%%
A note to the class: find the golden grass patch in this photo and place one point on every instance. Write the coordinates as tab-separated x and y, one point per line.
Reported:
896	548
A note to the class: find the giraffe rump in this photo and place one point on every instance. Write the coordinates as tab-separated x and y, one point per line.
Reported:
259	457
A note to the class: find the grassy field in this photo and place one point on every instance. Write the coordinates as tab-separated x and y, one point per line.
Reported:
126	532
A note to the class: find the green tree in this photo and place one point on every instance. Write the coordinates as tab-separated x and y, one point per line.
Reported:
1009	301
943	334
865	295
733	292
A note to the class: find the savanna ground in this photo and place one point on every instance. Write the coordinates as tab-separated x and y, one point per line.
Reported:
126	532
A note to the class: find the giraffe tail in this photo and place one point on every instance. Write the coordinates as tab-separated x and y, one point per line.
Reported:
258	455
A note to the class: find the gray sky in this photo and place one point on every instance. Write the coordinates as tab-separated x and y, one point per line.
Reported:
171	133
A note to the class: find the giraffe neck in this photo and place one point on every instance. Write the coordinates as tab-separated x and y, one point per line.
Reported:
%%
_Short task_.
Reproduce every item above word for word, keeping the lines in their original order and unchanged.

_The solution_.
A note to the class: find the golden grass patch in this photo and place one point on every instance. Write the coordinates as tab-separated x and y, one point per line.
Reported:
896	548
A note to the class: find the giraffe rump in this photo and place one point on every instance. Write the coordinates as tab-separated x and y, one point per line.
Reported:
259	457
A note to the class: find the grassy field in this photo and place one point on every instance. Write the coordinates as tab-separated x and y, one point per line.
Reported:
126	532
A note to the class: find the green tree in this photo and place one point on every instance. Write the coordinates as tab-separated x and y, one point per line.
Reported:
1009	301
943	334
865	295
733	292
A note to the class: find the savanna ground in this photo and place one point on every instance. Write the coordinates as tab-separated x and y, one point per line.
Reported:
126	532
A note to the class: find the giraffe tail in this photo and place one point on every instance. Write the coordinates as tab-separated x and y, one point per line.
Reported:
258	455
A note to the class: find the gray sky in this photo and place one point on every instance. Write the coordinates as tab-separated x and y, one point per line.
Reported:
171	133
A note to the class: find the giraffe neck in this photo and place one point on every instance. Write the coordinates as tab-separated x and y, one point per line.
Reported:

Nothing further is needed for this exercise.